*演習本文:*
-*-*-

こんな福祉政策を取った。金はいくらでもある。これは、国民に政治に不満を持たせず、イスラムの盟主国としての認識を自負をさせるために必要だった。

 

その結果、サウジの社会には、 

働かない

やる気がない

食うには困らない

風潮が広がり、そして、これが出稼ぎ天国の国にとなっていったのだ。

 

そんなサウジには、ないものはない。金さえあれば何でも手に入るという考えがはびこっている。何も、自分で作る必要はないのだ。こうして、海外からの安かろう、悪かろうの商品が市場の出回る。欠陥商品は、売る側に責任があるのではない。買う側の責任だ。とにかく、市場を仕切っているのは、大手の財閥。店のオーナーはサウジ人、でも店員は、出稼ぎ労働者。こんなところに文句を言っても始まらない。言葉は通じないし、風向きが悪ければ、インシャラーで、「はい、これまで」だ。

 

若者にやる気がないのは、困ったものだ。力仕事などしなくても汗が出てくるから 汗のでるような力仕事は、自分たちの仕事ではない。働くことは必ずしも美徳ではない。汗をかくような仕事に就くと親は、部族の中での面子がつぶれると、小遣いをやるからその仕事には就くなと言う。、親の世代は、ある時までは生活をすることが精一杯であったのに、ある日、突然、国が裕福になり、働かなくともお金が入ってくるようになった。政府はサウジ人でないとつけない仕事、とりわけ、役所の仕事など、実務は出来なくても、サウジ人というだけで働くことが出来る職をつくり、これで、サウジ人が潤った。とにかく管理職、マネージャー、名義人貸しの仕事が沢山あった。でも、今はそんな時代ではない。

にも拘わらず、彼らは、そうした仕事に固執している。大學を出れば、直ぐに管理職になりたい。でなければ、部族の中で面子が立たないのだ。仕事がないわけではないが、彼らが望む仕事がないのだ。望む仕事を広くするようにすれば良いとの考えで、政府は彼らの望む仕事を増やせと企業を指導している。働く能力のない若者、やる気のない若者、つまり、効率の悪い労働者を雇っても、資本主義の世界では通用しない。いつまでもいたちごっこだ。

それでも、サウジの人たちは食うにはこまらない。物価が安い。施しの世界だ。何もない人でも食っていける社会なのだ。極端な例になるが、政府は、若者の失業対策に、海外からの資金援助で、いくつかの訓練校を作っている。日本の企業が支援して、自動車の修理工の訓練校、冷蔵庫やエアコンの修理をする技術者の訓練校、樹脂加工の技術を学ぶ訓練校などが作られている。ドイツのGMW、ベンツやフォルクスワーゲンがジェッダに工業短期大学を作った。こうした訓練校には、就職を条件に 企業スポンサーがついて、訓練生には、月2000SRの奨学金が支給される。腕に技術が付くのであるから、とても良い条件だと思うが、これがうまく運営されていない。このような学校に行かなくとも、親からの小遣いと、遊んでいても政府からの失業保険が、月に3000SR入る。誰が見ても結果は明白。これ以上の説明は要らないだろう。

-*-*-

*記録の抜粋:*
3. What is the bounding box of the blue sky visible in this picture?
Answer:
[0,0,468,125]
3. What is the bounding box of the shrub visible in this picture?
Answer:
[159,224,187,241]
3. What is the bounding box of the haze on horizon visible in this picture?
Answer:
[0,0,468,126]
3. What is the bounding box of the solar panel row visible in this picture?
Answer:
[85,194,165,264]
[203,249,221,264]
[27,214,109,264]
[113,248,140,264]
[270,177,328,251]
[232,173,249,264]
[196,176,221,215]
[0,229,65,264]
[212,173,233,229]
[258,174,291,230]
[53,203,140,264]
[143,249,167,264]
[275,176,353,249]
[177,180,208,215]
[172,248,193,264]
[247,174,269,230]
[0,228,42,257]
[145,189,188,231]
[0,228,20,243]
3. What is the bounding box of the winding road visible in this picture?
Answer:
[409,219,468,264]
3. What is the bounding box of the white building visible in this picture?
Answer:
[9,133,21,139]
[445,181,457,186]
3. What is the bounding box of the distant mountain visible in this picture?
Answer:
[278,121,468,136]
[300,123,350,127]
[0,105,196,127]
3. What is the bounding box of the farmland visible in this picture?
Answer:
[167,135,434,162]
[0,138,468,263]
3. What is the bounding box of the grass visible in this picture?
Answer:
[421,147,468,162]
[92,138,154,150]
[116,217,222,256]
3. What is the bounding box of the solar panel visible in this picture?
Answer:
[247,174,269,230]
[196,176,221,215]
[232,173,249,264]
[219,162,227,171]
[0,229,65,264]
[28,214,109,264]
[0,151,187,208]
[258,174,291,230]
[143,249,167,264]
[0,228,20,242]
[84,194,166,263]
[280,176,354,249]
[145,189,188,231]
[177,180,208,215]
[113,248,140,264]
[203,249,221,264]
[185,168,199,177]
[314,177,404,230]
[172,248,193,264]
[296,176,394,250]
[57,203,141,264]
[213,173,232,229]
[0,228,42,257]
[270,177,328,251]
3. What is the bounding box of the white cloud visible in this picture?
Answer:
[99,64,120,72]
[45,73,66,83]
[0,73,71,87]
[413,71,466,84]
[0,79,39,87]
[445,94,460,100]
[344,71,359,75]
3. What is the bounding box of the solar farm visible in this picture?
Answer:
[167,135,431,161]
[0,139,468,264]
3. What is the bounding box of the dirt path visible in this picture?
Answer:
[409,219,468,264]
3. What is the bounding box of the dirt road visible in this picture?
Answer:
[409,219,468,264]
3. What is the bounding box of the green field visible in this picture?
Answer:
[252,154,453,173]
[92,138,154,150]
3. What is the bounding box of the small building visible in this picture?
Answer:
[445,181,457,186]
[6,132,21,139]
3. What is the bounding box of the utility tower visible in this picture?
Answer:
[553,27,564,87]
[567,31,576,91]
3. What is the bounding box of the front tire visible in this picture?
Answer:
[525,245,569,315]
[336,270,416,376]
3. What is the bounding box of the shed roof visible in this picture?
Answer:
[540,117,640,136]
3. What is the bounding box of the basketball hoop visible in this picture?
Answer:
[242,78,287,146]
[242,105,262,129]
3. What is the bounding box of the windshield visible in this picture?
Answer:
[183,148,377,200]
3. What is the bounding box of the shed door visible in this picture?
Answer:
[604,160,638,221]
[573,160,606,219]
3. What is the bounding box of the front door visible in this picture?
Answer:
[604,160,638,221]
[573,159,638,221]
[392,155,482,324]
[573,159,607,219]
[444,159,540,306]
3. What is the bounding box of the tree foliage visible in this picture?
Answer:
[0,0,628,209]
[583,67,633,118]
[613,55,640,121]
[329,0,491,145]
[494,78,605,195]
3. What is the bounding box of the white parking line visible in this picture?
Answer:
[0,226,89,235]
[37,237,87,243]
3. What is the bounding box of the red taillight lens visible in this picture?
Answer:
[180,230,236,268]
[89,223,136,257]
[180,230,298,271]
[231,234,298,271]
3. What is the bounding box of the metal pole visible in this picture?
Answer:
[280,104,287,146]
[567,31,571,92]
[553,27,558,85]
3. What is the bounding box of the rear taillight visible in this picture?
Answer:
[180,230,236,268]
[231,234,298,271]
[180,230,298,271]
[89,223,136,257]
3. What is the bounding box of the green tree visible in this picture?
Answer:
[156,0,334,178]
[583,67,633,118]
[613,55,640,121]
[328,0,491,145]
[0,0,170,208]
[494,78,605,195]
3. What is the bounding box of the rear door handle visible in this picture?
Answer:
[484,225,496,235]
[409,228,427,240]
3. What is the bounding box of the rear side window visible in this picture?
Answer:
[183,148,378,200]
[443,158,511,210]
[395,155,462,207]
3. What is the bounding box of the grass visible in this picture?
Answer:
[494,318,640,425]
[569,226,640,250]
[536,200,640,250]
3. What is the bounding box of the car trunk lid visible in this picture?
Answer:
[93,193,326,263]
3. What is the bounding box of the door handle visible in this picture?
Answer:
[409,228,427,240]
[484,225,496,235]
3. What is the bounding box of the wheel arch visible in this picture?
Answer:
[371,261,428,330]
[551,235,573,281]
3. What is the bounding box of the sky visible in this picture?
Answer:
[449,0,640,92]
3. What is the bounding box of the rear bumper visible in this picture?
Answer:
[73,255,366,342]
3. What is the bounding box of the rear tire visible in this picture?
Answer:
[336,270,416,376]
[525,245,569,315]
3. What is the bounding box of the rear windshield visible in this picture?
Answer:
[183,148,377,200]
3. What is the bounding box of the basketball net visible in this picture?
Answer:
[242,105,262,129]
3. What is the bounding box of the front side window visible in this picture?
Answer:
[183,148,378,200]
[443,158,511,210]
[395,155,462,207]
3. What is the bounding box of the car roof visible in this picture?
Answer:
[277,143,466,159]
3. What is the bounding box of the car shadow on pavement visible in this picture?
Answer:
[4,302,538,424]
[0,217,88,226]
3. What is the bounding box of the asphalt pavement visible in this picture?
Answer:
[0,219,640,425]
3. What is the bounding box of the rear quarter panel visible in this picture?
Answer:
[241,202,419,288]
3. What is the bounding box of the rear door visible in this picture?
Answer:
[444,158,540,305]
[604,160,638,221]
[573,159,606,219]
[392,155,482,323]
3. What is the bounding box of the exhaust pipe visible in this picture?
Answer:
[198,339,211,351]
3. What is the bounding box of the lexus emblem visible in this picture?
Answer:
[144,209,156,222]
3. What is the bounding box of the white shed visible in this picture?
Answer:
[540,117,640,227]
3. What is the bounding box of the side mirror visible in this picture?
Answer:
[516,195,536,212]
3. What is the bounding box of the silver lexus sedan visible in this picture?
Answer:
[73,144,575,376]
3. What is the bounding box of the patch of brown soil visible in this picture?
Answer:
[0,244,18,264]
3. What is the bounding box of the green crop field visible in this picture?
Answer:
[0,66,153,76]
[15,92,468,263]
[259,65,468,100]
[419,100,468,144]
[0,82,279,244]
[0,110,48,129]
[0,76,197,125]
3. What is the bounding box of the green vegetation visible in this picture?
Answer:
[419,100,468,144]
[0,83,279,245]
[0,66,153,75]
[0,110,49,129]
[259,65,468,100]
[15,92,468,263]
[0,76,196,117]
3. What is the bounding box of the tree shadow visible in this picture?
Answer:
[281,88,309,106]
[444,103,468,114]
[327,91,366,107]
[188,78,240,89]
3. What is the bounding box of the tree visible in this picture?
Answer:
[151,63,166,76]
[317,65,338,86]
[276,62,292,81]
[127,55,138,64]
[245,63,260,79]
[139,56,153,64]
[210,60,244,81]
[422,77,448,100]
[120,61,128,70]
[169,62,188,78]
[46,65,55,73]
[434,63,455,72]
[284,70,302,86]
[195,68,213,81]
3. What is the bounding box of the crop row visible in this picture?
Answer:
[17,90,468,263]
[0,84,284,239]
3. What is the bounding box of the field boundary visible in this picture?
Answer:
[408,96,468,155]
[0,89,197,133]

-*-*-

*課題内容:*
演習本文の「風潮が広がり、そして、これが出稼ぎ天国の国にとなっていったのだ。」から「ーで、「はい、これまで」だ。」までを、「大手の財閥」を「大企業」に置き換えて書き直すこと。 記録は演習本文とは関係がない。

*出力結果:*
風潮が広がり、そして、これが出稼ぎ天国の国にとなっていったのだ。

 

そんなサウジには、ないものはない。金さえあれば何でも手に入るという考えがはびこっている。何も、自分で作る必要はないのだ。こうして、海外からの安かろう、悪かろうの商品が市場の出回る。欠陥商品は、売る側に責任があるのではない。買う側の責任だ。とにかく、市場を仕切っているのは、大企業。店のオーナーはサウジ人、でも店員は、出稼ぎ労働者。こんなところに文句を言っても始まらない。言葉は通じないし、風向きが悪ければ、インシャラーで、「はい、これまで」だ。